** Start **
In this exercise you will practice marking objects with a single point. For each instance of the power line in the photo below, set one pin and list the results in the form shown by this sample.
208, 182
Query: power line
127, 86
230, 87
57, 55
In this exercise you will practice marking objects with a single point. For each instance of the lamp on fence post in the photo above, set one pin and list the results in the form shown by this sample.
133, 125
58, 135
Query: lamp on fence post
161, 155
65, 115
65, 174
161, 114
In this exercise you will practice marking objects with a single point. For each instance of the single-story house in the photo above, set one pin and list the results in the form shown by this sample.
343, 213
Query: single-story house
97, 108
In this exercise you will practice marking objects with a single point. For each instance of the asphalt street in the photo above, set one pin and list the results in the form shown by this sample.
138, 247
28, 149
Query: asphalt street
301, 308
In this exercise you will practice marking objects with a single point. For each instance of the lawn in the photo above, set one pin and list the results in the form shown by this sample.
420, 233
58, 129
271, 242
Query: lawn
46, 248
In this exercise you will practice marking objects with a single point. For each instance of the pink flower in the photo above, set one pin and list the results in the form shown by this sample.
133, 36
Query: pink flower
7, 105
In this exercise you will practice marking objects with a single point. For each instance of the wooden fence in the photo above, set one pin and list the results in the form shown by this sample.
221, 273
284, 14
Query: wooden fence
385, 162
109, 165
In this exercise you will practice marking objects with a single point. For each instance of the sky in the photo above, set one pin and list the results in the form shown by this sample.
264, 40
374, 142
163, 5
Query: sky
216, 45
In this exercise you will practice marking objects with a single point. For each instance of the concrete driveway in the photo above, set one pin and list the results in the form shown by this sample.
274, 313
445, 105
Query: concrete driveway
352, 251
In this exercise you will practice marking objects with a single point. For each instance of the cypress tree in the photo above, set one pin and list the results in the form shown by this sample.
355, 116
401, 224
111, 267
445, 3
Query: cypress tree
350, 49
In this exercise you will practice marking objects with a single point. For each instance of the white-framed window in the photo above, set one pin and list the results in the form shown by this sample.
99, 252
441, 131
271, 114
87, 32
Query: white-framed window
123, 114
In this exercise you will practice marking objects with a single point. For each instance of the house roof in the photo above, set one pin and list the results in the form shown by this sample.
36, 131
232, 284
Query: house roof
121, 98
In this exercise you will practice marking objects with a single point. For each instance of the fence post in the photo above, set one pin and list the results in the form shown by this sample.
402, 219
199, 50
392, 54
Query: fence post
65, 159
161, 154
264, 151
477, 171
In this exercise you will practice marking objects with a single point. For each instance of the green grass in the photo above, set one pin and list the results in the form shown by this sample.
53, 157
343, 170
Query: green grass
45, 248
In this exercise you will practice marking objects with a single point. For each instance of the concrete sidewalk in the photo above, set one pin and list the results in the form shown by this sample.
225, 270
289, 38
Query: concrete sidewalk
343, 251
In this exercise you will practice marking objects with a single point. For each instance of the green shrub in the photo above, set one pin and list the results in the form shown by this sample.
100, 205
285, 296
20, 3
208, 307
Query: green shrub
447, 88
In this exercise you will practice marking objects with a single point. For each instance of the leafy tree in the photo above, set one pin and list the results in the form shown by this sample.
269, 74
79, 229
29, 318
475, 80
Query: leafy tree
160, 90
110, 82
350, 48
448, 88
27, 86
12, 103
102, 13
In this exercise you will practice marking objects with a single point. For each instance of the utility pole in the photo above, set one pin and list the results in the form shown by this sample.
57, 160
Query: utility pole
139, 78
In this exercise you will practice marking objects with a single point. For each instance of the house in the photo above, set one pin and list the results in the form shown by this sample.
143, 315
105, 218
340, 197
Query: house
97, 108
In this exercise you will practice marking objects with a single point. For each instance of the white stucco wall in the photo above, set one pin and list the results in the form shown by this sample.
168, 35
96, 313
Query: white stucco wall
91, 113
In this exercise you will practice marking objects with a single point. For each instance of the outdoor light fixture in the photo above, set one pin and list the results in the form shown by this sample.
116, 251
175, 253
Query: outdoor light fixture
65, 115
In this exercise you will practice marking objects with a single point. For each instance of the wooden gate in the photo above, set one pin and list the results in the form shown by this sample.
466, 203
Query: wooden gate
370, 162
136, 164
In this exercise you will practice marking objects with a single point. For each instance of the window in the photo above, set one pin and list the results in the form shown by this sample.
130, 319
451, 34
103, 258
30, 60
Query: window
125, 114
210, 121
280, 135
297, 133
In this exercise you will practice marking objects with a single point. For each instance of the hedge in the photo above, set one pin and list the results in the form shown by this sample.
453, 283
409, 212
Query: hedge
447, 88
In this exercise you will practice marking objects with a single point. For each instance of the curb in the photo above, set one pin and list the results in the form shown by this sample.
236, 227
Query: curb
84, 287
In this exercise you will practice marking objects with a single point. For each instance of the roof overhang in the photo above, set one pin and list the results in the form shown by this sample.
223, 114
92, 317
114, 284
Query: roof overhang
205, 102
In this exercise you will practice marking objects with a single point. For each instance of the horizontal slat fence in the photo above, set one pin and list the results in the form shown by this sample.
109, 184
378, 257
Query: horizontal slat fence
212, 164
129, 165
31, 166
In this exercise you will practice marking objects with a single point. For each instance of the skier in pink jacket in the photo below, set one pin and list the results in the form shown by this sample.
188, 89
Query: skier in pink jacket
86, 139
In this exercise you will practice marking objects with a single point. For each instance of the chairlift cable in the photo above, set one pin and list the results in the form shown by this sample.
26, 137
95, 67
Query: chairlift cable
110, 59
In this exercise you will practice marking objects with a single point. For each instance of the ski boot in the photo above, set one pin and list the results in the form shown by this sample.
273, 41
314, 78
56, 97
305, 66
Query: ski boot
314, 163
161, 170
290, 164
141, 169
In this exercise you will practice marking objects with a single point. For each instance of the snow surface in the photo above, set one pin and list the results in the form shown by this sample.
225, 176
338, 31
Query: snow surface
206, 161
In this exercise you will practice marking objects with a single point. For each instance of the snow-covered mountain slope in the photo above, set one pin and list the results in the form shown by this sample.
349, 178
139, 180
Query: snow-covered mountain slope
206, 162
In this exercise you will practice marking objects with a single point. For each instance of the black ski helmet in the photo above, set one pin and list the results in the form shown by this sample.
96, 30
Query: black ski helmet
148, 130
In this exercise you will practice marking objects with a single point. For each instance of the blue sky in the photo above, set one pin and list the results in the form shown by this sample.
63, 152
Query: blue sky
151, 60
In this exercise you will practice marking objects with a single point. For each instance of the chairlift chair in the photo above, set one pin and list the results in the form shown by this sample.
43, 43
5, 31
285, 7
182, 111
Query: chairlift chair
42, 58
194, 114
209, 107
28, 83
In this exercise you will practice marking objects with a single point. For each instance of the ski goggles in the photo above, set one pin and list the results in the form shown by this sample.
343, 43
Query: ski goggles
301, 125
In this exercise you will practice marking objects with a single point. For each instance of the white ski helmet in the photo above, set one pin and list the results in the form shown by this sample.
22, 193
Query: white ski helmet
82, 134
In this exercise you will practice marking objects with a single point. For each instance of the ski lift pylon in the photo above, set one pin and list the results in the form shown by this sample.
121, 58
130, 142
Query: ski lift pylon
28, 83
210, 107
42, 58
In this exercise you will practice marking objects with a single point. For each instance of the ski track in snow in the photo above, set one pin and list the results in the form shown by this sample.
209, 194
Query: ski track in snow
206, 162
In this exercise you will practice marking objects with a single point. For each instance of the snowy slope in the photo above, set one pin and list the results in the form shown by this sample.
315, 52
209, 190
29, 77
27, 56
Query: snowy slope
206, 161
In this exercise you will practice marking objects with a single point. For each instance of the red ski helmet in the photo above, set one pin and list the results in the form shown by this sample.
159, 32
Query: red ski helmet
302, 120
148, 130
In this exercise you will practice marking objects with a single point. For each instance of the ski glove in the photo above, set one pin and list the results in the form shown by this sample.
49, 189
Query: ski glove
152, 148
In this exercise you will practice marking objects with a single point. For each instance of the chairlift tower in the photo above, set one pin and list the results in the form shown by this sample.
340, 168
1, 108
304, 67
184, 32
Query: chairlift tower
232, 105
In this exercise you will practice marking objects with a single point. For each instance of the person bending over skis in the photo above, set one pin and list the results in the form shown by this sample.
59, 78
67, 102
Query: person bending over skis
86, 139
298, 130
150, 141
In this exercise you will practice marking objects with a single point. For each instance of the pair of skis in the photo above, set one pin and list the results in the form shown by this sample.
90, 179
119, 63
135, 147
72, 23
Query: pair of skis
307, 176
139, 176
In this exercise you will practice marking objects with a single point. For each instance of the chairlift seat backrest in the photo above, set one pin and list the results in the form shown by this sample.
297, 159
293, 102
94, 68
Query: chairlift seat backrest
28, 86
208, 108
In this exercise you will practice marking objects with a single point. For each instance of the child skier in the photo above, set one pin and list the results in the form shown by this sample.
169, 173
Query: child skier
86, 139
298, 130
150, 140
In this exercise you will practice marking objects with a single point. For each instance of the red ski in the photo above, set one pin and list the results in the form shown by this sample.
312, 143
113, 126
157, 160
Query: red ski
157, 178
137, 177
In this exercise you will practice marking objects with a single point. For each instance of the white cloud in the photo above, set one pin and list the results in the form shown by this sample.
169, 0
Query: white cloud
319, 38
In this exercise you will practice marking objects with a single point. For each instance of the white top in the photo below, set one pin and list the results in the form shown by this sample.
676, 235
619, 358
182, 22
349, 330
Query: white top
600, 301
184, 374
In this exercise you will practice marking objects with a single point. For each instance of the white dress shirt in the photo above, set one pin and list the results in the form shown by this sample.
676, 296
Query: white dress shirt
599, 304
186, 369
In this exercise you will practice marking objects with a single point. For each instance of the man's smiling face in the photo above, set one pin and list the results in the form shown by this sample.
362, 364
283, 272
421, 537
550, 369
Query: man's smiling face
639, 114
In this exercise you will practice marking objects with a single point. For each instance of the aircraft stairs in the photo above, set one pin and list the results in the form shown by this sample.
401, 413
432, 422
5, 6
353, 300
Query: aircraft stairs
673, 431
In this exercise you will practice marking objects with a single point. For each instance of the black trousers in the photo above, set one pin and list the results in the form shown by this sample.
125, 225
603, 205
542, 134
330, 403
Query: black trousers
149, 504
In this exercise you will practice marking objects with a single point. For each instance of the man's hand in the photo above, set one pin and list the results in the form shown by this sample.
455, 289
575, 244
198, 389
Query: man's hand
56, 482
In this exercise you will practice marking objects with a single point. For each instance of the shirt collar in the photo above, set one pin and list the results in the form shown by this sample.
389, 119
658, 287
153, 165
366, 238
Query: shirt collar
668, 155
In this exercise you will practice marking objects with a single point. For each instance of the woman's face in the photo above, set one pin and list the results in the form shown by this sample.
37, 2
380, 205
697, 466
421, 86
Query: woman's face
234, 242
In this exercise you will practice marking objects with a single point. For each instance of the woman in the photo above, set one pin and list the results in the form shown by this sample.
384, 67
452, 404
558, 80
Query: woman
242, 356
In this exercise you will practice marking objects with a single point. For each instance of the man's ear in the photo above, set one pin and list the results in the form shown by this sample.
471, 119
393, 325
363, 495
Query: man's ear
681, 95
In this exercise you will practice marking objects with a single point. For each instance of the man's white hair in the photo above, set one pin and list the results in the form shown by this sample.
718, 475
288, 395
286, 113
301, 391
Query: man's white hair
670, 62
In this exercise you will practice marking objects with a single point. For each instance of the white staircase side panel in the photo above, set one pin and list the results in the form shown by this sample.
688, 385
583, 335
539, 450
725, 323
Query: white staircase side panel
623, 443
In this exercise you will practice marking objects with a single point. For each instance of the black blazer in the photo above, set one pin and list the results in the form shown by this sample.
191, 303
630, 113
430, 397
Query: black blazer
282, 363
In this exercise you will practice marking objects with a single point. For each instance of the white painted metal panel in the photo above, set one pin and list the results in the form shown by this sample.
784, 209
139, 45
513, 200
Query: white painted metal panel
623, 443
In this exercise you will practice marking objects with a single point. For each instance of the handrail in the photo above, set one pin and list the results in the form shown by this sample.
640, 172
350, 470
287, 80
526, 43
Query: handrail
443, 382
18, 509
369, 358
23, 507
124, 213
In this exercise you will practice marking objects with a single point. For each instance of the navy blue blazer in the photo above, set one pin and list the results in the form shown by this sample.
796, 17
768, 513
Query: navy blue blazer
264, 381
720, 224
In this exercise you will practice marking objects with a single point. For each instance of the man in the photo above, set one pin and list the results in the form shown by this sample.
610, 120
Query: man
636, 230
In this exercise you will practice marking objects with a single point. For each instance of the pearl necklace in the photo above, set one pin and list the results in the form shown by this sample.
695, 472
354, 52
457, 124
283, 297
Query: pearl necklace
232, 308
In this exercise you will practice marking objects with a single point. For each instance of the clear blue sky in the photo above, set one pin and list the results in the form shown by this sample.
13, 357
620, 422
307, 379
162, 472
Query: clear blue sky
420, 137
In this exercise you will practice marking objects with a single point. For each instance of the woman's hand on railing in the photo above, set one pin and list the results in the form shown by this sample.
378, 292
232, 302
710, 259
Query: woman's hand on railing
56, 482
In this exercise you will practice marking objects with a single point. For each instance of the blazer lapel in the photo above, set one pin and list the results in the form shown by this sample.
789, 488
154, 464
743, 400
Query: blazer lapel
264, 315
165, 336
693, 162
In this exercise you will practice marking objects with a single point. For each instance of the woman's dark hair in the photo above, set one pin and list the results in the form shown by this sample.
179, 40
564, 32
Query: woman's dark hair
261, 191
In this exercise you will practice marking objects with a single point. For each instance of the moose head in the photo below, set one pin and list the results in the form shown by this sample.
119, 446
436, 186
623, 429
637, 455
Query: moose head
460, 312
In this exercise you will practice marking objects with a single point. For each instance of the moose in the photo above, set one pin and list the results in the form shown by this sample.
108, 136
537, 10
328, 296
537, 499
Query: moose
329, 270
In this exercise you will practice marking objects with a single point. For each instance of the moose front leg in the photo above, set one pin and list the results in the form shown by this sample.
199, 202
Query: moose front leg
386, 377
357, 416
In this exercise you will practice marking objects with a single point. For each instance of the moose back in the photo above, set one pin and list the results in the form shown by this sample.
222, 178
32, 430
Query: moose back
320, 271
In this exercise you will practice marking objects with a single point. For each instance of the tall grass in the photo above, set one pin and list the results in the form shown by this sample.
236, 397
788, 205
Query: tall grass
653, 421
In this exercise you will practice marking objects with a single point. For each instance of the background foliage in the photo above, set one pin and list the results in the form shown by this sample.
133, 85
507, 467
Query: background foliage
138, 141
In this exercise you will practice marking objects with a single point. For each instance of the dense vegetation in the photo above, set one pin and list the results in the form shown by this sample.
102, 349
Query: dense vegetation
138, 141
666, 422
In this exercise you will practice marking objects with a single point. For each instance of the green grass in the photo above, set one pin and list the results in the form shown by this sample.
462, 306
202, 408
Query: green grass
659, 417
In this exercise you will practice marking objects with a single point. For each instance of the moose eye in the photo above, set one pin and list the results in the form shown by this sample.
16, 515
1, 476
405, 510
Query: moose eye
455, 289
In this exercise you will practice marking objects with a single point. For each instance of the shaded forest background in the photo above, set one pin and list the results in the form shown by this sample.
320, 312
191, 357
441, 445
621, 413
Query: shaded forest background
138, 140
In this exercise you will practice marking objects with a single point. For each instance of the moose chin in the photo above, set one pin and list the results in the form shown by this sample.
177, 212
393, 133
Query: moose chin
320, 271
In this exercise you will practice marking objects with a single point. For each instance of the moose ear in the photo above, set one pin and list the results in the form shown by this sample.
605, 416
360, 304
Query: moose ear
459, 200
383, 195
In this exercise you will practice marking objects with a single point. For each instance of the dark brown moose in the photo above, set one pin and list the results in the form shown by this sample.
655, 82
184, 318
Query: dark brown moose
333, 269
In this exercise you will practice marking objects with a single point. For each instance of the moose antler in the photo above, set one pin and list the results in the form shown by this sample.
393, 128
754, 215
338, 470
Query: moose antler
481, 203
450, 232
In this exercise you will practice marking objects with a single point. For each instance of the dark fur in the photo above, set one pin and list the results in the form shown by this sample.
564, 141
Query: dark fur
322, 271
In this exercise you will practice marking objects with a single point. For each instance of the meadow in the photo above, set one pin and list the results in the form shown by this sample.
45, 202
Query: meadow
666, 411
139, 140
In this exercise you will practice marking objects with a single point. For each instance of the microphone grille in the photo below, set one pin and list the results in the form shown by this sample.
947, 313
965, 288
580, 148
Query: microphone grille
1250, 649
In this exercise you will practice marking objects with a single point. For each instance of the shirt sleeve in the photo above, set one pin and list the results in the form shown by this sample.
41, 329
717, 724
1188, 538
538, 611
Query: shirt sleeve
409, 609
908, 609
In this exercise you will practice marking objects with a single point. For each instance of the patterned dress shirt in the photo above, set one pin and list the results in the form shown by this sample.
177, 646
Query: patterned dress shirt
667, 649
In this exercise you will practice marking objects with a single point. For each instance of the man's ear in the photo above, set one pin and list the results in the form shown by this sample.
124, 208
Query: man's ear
** End **
PROBLEM TO SOLVE: Exactly reproduce the lines beginning with the one that contains "the dark fur" and ending with the last line of the material, both included. Leave out everything else.

EXERCISE SOLUTION:
In this exercise you will practice marking objects with a single point. For each instance of the dark fur in the photo above, set one pin and list the results in the form shown by this sample.
564, 141
Query: dark fur
322, 271
In this exercise you will practice marking objects with a single point. For each instance of the meadow in the photo above, set one pin and list the results in the form shown by this sample.
45, 202
Query: meadow
666, 411
139, 140
In this exercise you will practice marking objects with a single point. For each instance of the microphone grille in the photo below, set one pin and list the results in the form shown by this sample.
947, 313
965, 288
580, 148
Query: microphone grille
1250, 649
In this exercise you will practice marking objects with a single point. For each instance of the shirt sleeve in the photo above, set one pin and list the results in the form shown by this sample.
41, 329
717, 724
1188, 538
538, 611
Query: shirt sleeve
409, 609
908, 609
In this exercise you will practice marking objects with a single point. For each instance of the patterned dress shirt in the photo above, set one pin and list the results in the form shown by this sample.
177, 646
Query: patterned dress shirt
667, 649
In this exercise you will practice marking objects with a single point. For each instance of the man's ear in the photo above, set one pin and list the results in the form shown by this sample.
124, 208
Query: man's ear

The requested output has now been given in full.